■ **DATA TO USE**
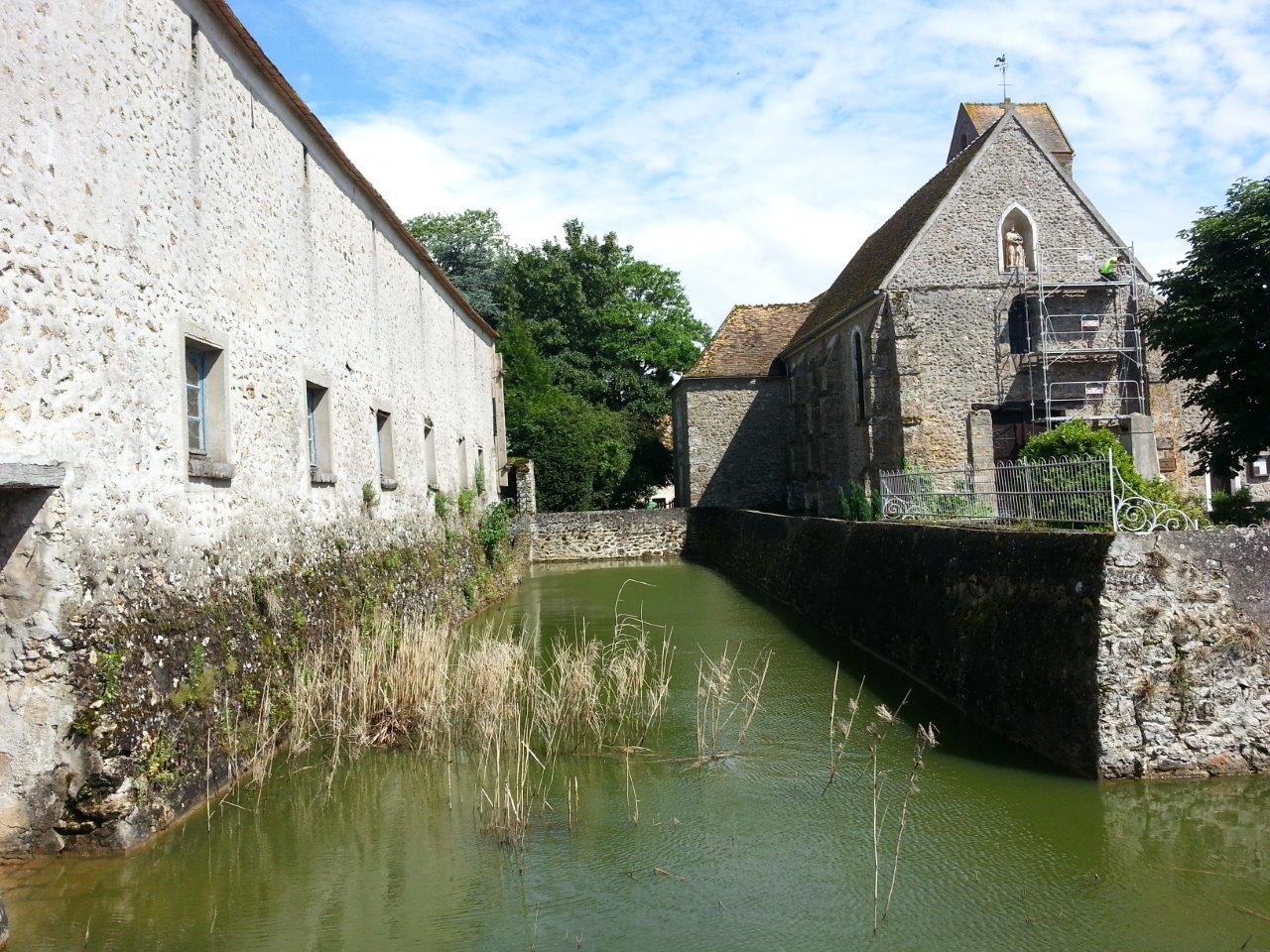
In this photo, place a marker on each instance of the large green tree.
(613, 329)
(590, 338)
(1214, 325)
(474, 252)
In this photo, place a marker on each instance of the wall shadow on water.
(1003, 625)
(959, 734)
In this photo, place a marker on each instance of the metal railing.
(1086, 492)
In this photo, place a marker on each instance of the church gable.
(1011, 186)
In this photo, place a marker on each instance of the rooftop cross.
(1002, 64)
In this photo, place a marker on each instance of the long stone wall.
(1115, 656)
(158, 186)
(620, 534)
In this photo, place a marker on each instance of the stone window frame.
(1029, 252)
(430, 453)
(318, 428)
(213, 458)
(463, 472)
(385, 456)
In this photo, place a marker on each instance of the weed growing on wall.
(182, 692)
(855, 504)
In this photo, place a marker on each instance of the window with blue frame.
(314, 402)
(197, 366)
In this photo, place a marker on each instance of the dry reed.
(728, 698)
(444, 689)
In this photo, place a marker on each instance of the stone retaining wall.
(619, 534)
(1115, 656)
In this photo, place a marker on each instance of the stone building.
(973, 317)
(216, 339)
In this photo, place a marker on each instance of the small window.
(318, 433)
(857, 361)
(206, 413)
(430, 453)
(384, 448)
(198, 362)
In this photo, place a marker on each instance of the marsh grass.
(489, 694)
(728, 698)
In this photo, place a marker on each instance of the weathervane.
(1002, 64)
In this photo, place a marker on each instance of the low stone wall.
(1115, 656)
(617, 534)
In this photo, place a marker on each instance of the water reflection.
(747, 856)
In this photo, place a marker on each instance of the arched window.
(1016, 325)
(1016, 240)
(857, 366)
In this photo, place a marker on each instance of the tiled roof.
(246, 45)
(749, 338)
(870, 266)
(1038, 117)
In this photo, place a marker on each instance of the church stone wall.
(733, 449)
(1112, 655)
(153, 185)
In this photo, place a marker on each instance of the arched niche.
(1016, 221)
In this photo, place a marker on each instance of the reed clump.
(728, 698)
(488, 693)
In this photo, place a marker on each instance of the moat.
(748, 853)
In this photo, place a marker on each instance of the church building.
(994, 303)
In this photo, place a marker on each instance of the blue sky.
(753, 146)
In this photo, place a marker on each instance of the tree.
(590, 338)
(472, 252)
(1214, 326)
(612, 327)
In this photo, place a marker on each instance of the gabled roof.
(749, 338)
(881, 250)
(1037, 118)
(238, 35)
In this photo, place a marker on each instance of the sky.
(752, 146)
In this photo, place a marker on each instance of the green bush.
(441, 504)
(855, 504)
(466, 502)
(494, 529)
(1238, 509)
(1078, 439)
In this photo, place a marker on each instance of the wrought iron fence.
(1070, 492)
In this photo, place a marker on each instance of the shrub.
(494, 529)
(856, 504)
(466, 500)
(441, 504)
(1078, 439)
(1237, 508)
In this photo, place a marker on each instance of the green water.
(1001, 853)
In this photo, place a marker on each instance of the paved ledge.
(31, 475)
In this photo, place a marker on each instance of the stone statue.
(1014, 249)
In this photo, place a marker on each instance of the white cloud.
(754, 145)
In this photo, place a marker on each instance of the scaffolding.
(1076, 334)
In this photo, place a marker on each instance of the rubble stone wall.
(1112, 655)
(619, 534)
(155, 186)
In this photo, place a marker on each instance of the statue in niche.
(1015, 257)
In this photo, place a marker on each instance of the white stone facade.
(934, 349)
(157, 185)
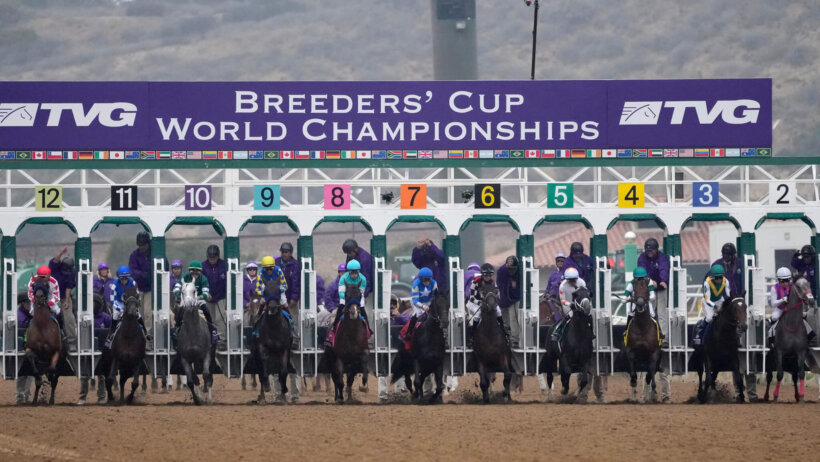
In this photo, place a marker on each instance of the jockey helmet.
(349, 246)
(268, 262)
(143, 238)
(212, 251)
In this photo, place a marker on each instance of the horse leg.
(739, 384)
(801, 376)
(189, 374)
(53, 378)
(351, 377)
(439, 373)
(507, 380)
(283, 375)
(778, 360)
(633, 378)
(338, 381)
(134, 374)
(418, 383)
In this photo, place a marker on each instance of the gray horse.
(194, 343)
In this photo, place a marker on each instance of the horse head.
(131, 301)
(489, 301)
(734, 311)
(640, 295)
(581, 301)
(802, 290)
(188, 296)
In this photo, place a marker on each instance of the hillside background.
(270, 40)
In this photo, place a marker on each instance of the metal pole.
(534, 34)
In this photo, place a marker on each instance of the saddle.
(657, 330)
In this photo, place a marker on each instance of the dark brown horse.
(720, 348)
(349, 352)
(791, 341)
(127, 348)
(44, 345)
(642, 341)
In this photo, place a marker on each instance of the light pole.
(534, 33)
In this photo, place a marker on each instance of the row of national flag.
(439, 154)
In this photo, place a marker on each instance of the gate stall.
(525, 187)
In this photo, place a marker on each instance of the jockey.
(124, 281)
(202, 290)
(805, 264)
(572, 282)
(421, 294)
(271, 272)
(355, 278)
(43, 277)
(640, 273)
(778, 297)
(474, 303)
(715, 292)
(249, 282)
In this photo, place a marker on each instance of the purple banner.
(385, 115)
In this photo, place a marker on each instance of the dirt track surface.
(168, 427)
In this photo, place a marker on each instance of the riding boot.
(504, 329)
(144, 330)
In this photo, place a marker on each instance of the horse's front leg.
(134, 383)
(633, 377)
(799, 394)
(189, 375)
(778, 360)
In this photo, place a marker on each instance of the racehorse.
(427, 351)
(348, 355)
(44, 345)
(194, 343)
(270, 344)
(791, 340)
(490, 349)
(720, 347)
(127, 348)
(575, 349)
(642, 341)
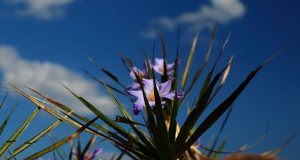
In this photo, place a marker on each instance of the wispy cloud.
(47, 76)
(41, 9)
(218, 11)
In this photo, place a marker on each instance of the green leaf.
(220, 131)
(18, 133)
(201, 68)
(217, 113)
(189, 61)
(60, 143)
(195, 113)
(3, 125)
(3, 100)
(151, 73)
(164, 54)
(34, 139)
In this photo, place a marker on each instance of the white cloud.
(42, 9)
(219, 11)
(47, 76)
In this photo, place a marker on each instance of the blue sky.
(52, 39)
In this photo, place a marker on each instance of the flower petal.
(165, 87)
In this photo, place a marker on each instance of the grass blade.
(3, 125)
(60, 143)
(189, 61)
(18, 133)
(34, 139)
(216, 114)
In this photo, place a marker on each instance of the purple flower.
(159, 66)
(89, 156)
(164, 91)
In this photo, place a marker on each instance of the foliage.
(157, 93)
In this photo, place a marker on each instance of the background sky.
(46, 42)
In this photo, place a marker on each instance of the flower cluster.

■ **ACTIVITY**
The pictures in the data should be omitted, and every remaining line set down exactly.

■ **EXERCISE RESPONSE**
In this photo, place a marker on each instance of the large green tree.
(613, 329)
(590, 338)
(1214, 325)
(474, 252)
In this photo, place a marker on each instance of the wall shadow on water.
(1003, 625)
(959, 734)
In this photo, place a marker on each instance of the metal railing.
(1086, 492)
In this photo, place a marker on each instance of the church gable.
(1011, 186)
In this photo, place a marker on each instance of the rooftop cross.
(1002, 64)
In this photo, place a marker on each instance of the long stone wall.
(1115, 656)
(158, 186)
(620, 534)
In this photo, place a marker on each instance of the stone window frame.
(1029, 252)
(430, 453)
(318, 428)
(213, 458)
(463, 472)
(385, 456)
In this photo, place a marker on each instance of the weed growing on wall.
(182, 692)
(855, 504)
In this photo, place a marker on each instance of the window with blue frame.
(314, 402)
(197, 366)
In this photo, place a marker on each instance of the dry reed.
(728, 698)
(444, 689)
In this photo, place a marker on each instance of the stone retaining wall.
(619, 534)
(1115, 656)
In this photo, place a marker on each instance of the stone building.
(973, 317)
(216, 339)
In this photo, place a marker on each instance of the small window.
(318, 433)
(857, 361)
(206, 413)
(430, 453)
(384, 448)
(198, 362)
In this photo, place a marker on each instance of the marsh grass.
(489, 694)
(728, 698)
In this photo, place a marker on each instance of the weathervane.
(1002, 64)
In this photo, place a marker on each instance of the low stone wall.
(1115, 656)
(617, 534)
In this photo, place a marker on each instance of the water reflection.
(747, 856)
In this photo, place a marker on each instance of the arched window.
(1016, 325)
(1016, 240)
(857, 366)
In this photo, place a marker on each instance of the tiled roof.
(246, 45)
(749, 338)
(870, 266)
(1038, 117)
In this photo, place a marker on each instance of the church stone wall.
(733, 449)
(1112, 655)
(153, 185)
In this photo, place a marker on each instance of the arched niche.
(1016, 221)
In this photo, place a marker on each instance of the reed clump.
(728, 698)
(488, 693)
In this photo, place a marker on each instance of the moat.
(748, 853)
In this photo, place a marker on each instance of the church building.
(994, 303)
In this photo, place a marker on each instance of the blue sky.
(753, 146)
In this photo, place a marker on each instance of the tree.
(590, 338)
(472, 252)
(1214, 326)
(612, 327)
In this photo, place a marker on each instance of the gabled roof.
(749, 338)
(881, 250)
(1037, 118)
(238, 35)
In this photo, place a marker on each instance of the sky.
(752, 146)
In this photo, place a marker on each instance of the green bush.
(441, 504)
(855, 504)
(466, 502)
(494, 529)
(1238, 509)
(1078, 439)
In this photo, place a marker on each instance of the wrought iron fence.
(1070, 492)
In this photo, place a marker on each instance of the shrub.
(494, 529)
(856, 504)
(466, 500)
(441, 504)
(1078, 439)
(1237, 508)
In this photo, place a marker on each instance of the green water.
(1001, 853)
In this photo, place a marker on each instance of the paved ledge.
(31, 475)
In this photo, place a marker on each instance of the stone statue.
(1014, 249)
In this photo, place a marker on each instance of the white cloud.
(754, 145)
In this photo, place a marker on each instance of the scaffolding.
(1076, 334)
In this photo, place a marker on each instance of the rubble stone wall.
(1112, 655)
(619, 534)
(155, 186)
In this photo, place a marker on each instance of the statue in niche.
(1015, 257)
In this photo, place a marker on each instance of the white stone facade.
(934, 349)
(157, 185)
In this photo, place a marker on each instance of the jockey helmet.
(349, 246)
(268, 262)
(143, 238)
(212, 251)
In this photo, place a marker on each instance of the horse leg.
(739, 384)
(801, 376)
(189, 374)
(53, 378)
(351, 377)
(439, 373)
(507, 380)
(283, 375)
(778, 360)
(633, 378)
(338, 381)
(134, 374)
(418, 383)
In this photo, place a marker on each instance of the gray horse.
(194, 343)
In this photo, place a marker on each instance of the horse head.
(131, 301)
(489, 301)
(734, 311)
(640, 295)
(581, 301)
(802, 290)
(188, 296)
In this photo, place a marker on each instance of the hillside background.
(270, 40)
In this photo, place a marker on each instance of the metal pole.
(534, 34)
In this photo, place a marker on each instance of the saddle.
(657, 330)
In this photo, place a marker on each instance of the dark brown horse.
(720, 348)
(349, 352)
(791, 341)
(127, 348)
(44, 345)
(642, 341)
In this photo, place a marker on each instance of the light pole.
(534, 33)
In this photo, place a marker on each instance of the row of national flag.
(439, 154)
In this photo, place a marker on each instance of the gate stall.
(525, 187)
In this photo, place a marker on each instance of the jockey.
(124, 281)
(202, 290)
(805, 264)
(572, 282)
(421, 294)
(271, 272)
(355, 278)
(43, 277)
(640, 273)
(778, 297)
(474, 303)
(715, 292)
(249, 282)
In this photo, place a marker on each instance of the purple banner.
(385, 115)
In this photo, place a marker on each instance of the dirt track surface.
(168, 427)
In this photo, place a marker on each instance of the riding boot.
(504, 329)
(144, 330)
In this photo, place a marker on each instance of the horse's front leg.
(134, 383)
(633, 377)
(799, 394)
(189, 375)
(778, 360)
In this photo, place a marker on each instance of the racehorse.
(427, 351)
(348, 355)
(44, 345)
(194, 343)
(270, 344)
(791, 340)
(490, 349)
(720, 347)
(127, 348)
(575, 349)
(642, 341)
In this photo, place a marker on each instance of the wispy cloud.
(47, 76)
(41, 9)
(218, 11)
In this photo, place a marker on each instance of the green leaf.
(220, 131)
(18, 133)
(201, 68)
(217, 113)
(189, 61)
(60, 143)
(195, 113)
(3, 125)
(3, 100)
(151, 73)
(164, 54)
(34, 139)
In this photo, place a marker on each instance of the white cloud.
(42, 9)
(219, 11)
(47, 76)
In this photo, place a marker on each instance of the blue sky.
(52, 39)
In this photo, place a marker on each instance of the flower petal.
(165, 87)
In this photo, place a marker on each instance of the grass blade.
(3, 125)
(60, 143)
(189, 61)
(18, 133)
(34, 139)
(216, 114)
In this photo, place a marker on each instance of the purple flower.
(159, 66)
(89, 156)
(164, 91)
In this photo, place a marker on each instance of the foliage.
(157, 93)
In this photo, place a marker on each instance of the background sky.
(46, 42)
In this photo, place a marker on each instance of the flower cluster.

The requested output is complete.